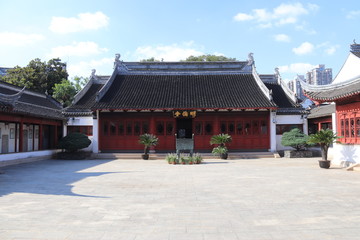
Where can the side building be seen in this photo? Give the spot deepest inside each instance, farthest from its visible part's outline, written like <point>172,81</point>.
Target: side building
<point>193,100</point>
<point>344,91</point>
<point>29,121</point>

---+---

§ **Activity**
Return the records verbatim, minus pictures.

§ **Finished task**
Where can the side building be seen in this photo? Give the spot deepest inside each instance, farthest from its visible part's outline, written like <point>172,81</point>.
Target: side building
<point>193,100</point>
<point>344,91</point>
<point>29,121</point>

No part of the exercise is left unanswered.